(Location annotation dataset excerpts)
============================================================

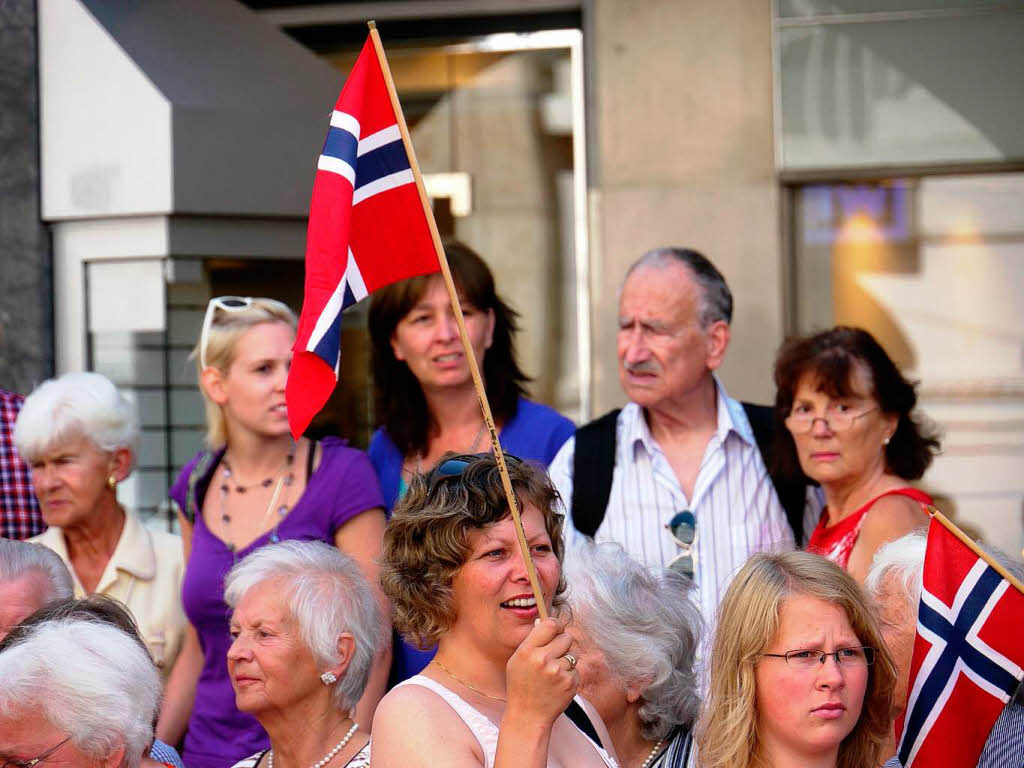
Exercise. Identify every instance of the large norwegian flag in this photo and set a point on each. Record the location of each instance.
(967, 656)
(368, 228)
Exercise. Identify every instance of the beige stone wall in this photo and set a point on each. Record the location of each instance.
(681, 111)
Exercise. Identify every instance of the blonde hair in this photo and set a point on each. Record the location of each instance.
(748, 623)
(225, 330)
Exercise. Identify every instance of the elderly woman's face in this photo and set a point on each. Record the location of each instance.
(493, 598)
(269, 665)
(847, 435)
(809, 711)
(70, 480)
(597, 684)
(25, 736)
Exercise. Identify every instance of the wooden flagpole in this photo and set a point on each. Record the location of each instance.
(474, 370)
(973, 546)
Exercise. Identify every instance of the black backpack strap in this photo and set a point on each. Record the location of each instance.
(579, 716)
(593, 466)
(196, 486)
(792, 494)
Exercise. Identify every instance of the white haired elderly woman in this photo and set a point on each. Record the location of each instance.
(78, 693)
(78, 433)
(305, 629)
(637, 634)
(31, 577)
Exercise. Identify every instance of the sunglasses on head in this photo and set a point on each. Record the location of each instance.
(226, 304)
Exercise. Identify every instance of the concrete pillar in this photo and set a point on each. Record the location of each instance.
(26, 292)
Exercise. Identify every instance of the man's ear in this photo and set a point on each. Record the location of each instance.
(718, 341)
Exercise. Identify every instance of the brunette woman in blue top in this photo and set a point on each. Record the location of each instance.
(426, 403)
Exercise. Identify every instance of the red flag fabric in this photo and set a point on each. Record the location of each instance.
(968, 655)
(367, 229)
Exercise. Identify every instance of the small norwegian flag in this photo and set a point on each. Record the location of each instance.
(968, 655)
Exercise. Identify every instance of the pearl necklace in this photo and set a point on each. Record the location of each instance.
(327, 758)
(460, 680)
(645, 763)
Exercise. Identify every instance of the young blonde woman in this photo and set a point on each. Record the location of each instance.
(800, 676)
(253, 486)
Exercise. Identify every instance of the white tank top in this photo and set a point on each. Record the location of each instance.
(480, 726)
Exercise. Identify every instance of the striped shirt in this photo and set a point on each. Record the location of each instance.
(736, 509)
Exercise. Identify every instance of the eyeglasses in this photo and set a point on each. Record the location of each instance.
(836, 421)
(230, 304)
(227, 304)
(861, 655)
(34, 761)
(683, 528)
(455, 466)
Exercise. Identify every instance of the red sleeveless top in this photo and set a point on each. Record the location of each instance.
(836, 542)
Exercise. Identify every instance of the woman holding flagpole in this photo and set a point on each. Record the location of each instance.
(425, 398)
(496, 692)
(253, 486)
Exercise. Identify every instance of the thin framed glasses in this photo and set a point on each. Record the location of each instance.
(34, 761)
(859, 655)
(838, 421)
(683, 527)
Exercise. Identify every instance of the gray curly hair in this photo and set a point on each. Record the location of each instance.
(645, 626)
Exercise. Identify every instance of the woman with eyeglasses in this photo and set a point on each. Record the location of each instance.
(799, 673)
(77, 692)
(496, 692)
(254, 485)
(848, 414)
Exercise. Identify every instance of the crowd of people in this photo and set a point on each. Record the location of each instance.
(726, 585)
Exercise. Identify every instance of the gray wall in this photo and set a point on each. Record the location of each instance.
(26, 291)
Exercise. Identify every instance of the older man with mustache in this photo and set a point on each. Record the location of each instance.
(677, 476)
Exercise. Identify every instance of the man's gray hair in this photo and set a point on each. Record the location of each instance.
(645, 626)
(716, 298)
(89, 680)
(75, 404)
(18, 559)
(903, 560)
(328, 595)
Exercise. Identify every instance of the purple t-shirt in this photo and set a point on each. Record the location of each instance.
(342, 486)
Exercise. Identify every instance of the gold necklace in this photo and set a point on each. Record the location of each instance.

============================================================

(Exercise) Transcribe all of the records above character for character. Exclude the pictures.

(Answer to the task)
Exercise. Identify every instance of the large norwegian flag in this photo and set a point on each. Record the location of each instance.
(967, 656)
(368, 228)
Exercise. Identify every instance of the beige stone wall in this photo and set a point on each. Record the location of each instance.
(681, 111)
Exercise. Identify every instance of the blonde hair in this photo and set a point on each. Record the location of each instance.
(748, 623)
(225, 330)
Exercise. Identify every instance of the elderly woman's face in this photo and set a point on each. Record the location of each instance.
(493, 598)
(269, 665)
(847, 435)
(809, 711)
(70, 480)
(597, 684)
(25, 736)
Exercise. Identify every instance of the wooden flagpole in this photo and set a point on each. Record the location of each instance.
(474, 370)
(973, 546)
Exercise. Identify every instance of the black backpack strap in this photo and set a point on each. Record the location of each instance.
(579, 716)
(593, 466)
(196, 486)
(792, 494)
Exercise. Identify every instance of the white haired elderly woman in this photo and set a point on each. Record the location of each instance.
(78, 693)
(78, 433)
(305, 629)
(637, 634)
(31, 577)
Exercise. Identify every instance of the sunglasses on head in this photo and set a point on each. Record the location of each instance.
(226, 304)
Exercise. Identify every instance of the concrete pillar in this photo and set a point on each. Record the location of each instance.
(26, 292)
Exercise. Identify every instance of the man's ear in this photo and set a point on each. Record the location of each instance.
(718, 341)
Exercise. Identify every instance of the brunette woman in blue top in this photo and set a point on each. Record the location of each instance.
(426, 403)
Exercise. Identify every instance of the red flag fabric in this photo and set a point on each. Record the location of each instance.
(968, 655)
(367, 229)
Exercise. Identify every instance of the small norwegian flag in this photo and set a point on each. Record the location of each instance.
(968, 655)
Exercise. Identify every instance of the pearl necklace in this photo and set a point on each. Record the location of each instance.
(327, 758)
(460, 680)
(645, 763)
Exercise. Identify every instance of the young blonde woman in this photo and set a point on each. Record the location of each instance.
(800, 676)
(253, 486)
Exercise. Identify every instance of the white tank top in this photo and set a point on each. Record the location of each instance.
(480, 726)
Exercise. Identify every instance of the striped shirt in this photo and set a point on each. Record the location of each instance.
(736, 509)
Exercise. Identify every instance of the eyeglasses in this photo and set a point on each. Record the location of each instance.
(836, 421)
(230, 304)
(227, 304)
(861, 655)
(34, 761)
(683, 528)
(455, 466)
Exercise. Identify every instance of the red sleeveless top in this photo and set a point on each. Record the location of each instance.
(836, 542)
Exercise. Identify every instance of the woman holding flagpole in this photo and set a point on each. Record the location of each instance.
(425, 398)
(496, 692)
(253, 486)
Exercise. Identify every instance of the thin framed glasses in this photo and set a point on each. Record the location of each instance.
(34, 761)
(859, 655)
(838, 421)
(683, 527)
Exercise. Identify every instance of the gray curly hair in this photo and set a point on each. Record the location of each instance.
(645, 626)
Exercise. Identify every instance of the woman with eyeglasses in this photo and set a point on each. Record the location of each instance.
(799, 673)
(77, 692)
(496, 692)
(254, 485)
(848, 414)
Exercise. Identify every instance of the crowd of people in this photo and set a point on each. Record the location of each instance.
(726, 585)
Exercise. Identify every instance of the gray wall in this photo and set a point on each. Record the location of each instance.
(26, 291)
Exercise. Identify every instance of the older man with mustache in this photo and set a point on each. Record the location of each instance.
(677, 476)
Exercise. Identify every instance of the man's gray hair in this photo and set a point on each. Record the location of each instance.
(645, 626)
(716, 298)
(89, 680)
(75, 404)
(18, 559)
(903, 560)
(328, 595)
Exercise. Identify every instance of the purple t-shirt in this photo and set a point on each. Record the location of each instance.
(342, 486)
Exercise. Identify every instance of the gold necklace in this photo and set a point on each. Record the location of each instance.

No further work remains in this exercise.